### [Try it]
Give back every line of the data exactly. Pictures are not part of the copy.

Extracted records:
=== Section Start ===

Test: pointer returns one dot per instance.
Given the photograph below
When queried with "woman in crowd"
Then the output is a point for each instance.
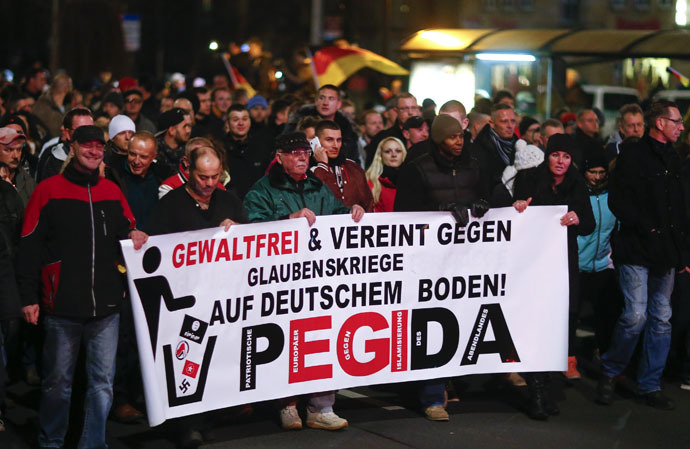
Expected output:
(383, 173)
(556, 182)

=== Section End ===

### [Answer to this exercise]
Test: pointer returns one dot per instance.
Given the photograph below
When queried with "woman in crowd"
Then the output is a point for each instance.
Expected output:
(383, 173)
(556, 182)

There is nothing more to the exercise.